[THE EXERCISE]
Reproduce the listing word for word, from the line containing "of the light" through the end of the listing, including both the first and last lines.

[RECORDS PROVIDED]

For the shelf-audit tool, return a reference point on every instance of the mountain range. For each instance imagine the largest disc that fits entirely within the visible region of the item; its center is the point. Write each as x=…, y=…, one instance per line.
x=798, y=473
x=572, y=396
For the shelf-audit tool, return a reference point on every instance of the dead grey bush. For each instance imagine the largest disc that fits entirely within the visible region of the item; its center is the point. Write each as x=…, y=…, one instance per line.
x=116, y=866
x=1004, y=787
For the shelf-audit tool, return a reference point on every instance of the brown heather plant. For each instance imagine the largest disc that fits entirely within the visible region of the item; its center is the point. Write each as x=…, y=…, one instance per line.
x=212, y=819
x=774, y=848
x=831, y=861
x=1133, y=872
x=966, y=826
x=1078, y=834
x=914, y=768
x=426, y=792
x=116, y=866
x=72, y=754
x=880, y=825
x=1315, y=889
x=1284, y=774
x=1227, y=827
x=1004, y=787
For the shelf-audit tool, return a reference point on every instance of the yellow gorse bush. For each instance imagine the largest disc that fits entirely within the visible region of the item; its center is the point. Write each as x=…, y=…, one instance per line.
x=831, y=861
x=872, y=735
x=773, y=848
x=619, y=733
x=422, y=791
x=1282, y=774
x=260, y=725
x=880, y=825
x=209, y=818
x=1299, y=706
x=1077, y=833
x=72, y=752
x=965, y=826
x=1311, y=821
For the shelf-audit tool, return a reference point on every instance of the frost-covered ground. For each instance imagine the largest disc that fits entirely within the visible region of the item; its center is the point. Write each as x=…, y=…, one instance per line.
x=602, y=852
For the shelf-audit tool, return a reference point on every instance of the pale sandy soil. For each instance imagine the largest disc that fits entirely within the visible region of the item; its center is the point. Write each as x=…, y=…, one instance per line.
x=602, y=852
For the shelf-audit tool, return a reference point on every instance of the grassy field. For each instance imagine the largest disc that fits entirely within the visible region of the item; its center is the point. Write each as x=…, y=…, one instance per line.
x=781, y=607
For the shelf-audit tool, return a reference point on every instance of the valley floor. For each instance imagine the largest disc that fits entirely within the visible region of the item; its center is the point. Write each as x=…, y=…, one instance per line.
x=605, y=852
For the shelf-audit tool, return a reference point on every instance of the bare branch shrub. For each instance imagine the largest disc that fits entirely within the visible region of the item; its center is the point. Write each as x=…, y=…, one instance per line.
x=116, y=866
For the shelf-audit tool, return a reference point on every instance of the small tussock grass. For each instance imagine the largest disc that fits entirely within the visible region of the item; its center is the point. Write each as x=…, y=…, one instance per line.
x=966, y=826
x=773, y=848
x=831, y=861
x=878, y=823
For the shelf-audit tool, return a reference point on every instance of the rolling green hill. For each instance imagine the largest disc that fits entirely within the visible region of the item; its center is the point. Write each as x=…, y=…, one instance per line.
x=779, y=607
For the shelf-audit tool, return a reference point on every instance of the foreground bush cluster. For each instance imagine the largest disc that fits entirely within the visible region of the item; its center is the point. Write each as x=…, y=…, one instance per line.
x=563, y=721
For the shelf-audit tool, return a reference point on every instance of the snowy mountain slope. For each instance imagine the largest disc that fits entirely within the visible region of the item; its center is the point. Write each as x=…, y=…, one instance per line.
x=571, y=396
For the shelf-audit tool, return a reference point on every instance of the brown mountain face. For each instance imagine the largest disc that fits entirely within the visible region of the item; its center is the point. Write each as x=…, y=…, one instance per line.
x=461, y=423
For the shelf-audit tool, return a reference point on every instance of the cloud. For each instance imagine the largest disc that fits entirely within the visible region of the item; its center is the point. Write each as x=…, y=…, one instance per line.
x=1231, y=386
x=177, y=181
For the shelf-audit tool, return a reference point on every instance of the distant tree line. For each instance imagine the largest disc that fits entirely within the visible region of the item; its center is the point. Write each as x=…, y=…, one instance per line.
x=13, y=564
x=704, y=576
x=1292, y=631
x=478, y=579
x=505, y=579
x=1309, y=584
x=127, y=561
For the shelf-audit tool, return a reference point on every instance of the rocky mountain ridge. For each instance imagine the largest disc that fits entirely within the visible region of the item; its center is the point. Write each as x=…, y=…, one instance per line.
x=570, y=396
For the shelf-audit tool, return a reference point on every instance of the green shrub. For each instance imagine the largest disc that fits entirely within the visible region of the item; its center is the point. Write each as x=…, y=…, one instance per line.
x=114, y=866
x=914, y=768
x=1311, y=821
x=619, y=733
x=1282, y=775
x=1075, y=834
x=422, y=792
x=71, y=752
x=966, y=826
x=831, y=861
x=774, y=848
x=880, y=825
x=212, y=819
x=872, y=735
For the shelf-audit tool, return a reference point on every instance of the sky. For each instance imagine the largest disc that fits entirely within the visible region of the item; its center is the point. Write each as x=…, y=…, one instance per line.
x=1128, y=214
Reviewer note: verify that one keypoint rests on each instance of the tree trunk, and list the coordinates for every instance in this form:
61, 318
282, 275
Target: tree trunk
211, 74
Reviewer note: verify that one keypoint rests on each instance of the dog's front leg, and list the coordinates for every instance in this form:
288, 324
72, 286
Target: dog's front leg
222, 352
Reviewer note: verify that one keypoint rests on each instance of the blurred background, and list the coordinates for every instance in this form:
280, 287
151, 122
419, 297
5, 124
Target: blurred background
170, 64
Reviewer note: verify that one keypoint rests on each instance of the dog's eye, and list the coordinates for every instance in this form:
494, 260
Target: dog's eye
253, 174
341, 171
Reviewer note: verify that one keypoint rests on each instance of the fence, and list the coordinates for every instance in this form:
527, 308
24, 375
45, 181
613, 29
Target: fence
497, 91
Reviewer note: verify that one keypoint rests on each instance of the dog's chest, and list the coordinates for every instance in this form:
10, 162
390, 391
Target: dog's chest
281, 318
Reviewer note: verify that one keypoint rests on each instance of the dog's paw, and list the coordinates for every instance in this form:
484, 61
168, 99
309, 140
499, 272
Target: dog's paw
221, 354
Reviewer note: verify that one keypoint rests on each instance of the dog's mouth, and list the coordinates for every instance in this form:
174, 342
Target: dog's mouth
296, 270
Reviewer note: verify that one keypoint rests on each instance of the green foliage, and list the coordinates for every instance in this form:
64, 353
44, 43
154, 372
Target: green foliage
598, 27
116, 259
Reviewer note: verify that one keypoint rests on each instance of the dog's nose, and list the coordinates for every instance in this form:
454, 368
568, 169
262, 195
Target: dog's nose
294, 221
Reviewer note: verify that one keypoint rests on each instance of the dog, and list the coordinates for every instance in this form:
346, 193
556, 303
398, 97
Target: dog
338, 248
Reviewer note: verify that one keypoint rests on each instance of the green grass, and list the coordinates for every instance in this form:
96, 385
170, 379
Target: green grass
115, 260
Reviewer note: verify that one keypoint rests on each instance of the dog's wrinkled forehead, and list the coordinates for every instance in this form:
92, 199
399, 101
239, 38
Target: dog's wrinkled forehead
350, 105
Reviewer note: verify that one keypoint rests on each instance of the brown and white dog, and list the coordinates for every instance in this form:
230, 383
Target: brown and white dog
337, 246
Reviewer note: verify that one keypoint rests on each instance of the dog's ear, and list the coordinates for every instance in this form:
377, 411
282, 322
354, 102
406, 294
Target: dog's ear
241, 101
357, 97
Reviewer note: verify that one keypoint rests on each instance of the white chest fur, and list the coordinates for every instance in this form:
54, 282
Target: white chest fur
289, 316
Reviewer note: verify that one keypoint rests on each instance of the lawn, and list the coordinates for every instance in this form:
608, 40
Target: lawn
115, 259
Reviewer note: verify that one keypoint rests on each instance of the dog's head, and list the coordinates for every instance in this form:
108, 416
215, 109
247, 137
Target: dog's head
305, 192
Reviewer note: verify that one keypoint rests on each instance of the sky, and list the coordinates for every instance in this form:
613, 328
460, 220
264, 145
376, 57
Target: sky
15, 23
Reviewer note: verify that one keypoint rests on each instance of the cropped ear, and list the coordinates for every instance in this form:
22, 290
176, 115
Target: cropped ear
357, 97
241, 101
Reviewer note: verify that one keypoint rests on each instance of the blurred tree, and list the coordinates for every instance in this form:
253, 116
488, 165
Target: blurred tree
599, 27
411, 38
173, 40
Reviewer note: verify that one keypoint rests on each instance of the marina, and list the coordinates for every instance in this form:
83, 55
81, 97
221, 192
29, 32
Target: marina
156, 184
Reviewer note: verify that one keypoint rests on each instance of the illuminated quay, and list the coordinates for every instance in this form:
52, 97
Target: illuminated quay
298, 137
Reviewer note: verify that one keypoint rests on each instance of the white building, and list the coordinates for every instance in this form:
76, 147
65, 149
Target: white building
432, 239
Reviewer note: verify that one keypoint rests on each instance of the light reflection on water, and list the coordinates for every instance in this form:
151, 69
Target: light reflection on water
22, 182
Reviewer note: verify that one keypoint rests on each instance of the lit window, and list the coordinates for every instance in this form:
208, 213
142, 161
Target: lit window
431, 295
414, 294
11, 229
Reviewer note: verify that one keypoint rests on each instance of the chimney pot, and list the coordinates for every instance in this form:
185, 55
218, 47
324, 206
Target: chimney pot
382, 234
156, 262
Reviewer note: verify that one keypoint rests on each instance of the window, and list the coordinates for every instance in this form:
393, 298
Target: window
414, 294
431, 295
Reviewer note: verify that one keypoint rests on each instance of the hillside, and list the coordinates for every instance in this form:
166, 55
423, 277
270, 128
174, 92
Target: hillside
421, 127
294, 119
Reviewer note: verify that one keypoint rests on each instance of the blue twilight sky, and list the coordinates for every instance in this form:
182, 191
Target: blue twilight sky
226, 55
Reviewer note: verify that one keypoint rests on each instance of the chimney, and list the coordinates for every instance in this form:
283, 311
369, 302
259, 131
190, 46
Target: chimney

[REPLY]
Reviewer note: verify that one keypoint rests on each instance of the light reflection on water, and list the coordinates for every instance in this form:
151, 69
Target: light reflection on water
22, 182
Reviewer note: verify that one keypoint rests on each instance of the lit window, and list the coordinates for every instance in this form:
208, 213
142, 161
Target: lit window
431, 295
414, 294
11, 229
Reviewer note: verify that one keypoint rests on each instance of the chimney pot, and list the coordinates for every instance in this form:
185, 55
218, 47
324, 206
Target: chimney pot
382, 234
156, 262
Reviewer note: verify that one keypoint rests on each instance of the window, and list the coordinates for every instance in this form:
393, 298
Target: window
414, 294
431, 295
Reviewer note: verify that one keypoint rests on each instance of the hillside, and list the coordinates for every instance in this form:
166, 55
423, 277
270, 128
174, 92
Target: hillside
421, 127
294, 119
Reviewer note: verify that one keypoint rests on each instance of the blue twilight sky, and list the coordinates for every instance in this form:
182, 191
Target: blue twilight sky
226, 55
Reviewer note: verify that one keypoint rests on each instance of the chimney, and list the coordinates for every instance in this form:
283, 311
369, 302
259, 131
190, 46
Target: chimney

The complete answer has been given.